## Énoncé 1
D'après l'extrait, dans quoi la philosophie trouve-t-elle son origine selon Schopenhauer ?

## Extrait à lire
Nous pouvons retenir que, selon Schopenhauer, la philosophie trouve son origine dans l’étonnement. Mieux, sans étonnement plus de philosophie. Cependant il distingue l’étonnement du philosophe de celui du savant en posant des conditions sans lesquelles cette naissance est impossible. Confirmant que l’homme est le seul être à s’étonner, on ne peut néanmoins nous empêcher de remarquer que tous les hommes ne s’étonnent pas.
Si l’existentialisme est né, c’est à cause principalement des philosophes existentialistes. Contre elles aussi, il s’oppose. Qu’en est-il de ces philosophes de l’essence ? La philosophie de Socrate pose des questions qui touchent l’essence : « Qu’est-ce que … ? »

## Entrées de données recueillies
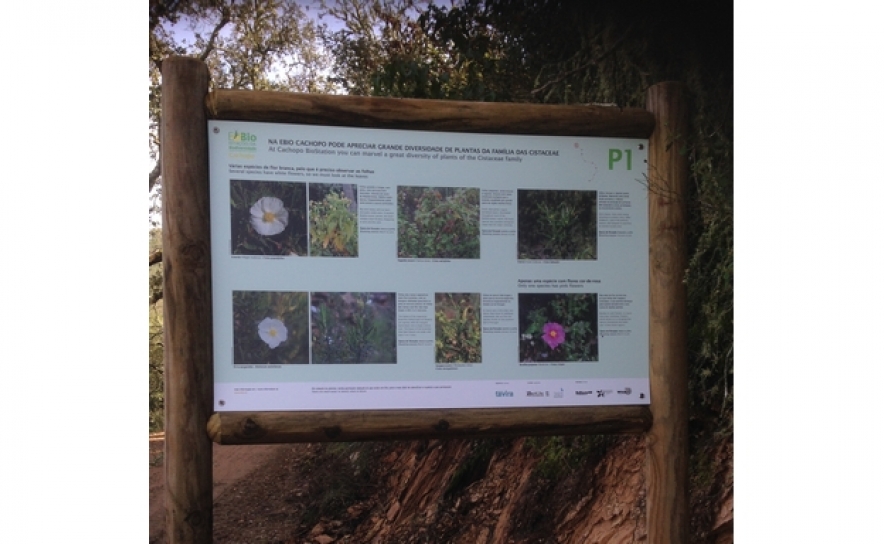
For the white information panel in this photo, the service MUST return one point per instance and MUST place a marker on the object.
(390, 269)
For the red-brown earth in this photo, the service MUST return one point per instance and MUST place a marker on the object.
(494, 491)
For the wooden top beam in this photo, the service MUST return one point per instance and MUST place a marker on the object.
(437, 115)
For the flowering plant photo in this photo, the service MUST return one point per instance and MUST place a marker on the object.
(353, 328)
(334, 220)
(438, 222)
(270, 328)
(558, 327)
(268, 218)
(557, 225)
(458, 328)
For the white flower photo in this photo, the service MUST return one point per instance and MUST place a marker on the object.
(269, 216)
(272, 331)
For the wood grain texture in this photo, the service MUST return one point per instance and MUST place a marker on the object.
(438, 115)
(362, 425)
(667, 469)
(187, 301)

## Énoncé 2
Recopiez à l'identique la partie de la liste qui commence à la ligne contenant « For the wood grain » et se termine à la dernière ligne de cette liste, les deux bornes comprises.

## Corrigé 1
Dans l'étonnement.

## Corrigé 2
For the wood grain texture in this photo, the service MUST return one point per instance and MUST place a marker on the object.
(438, 115)
(362, 425)
(667, 469)
(187, 301)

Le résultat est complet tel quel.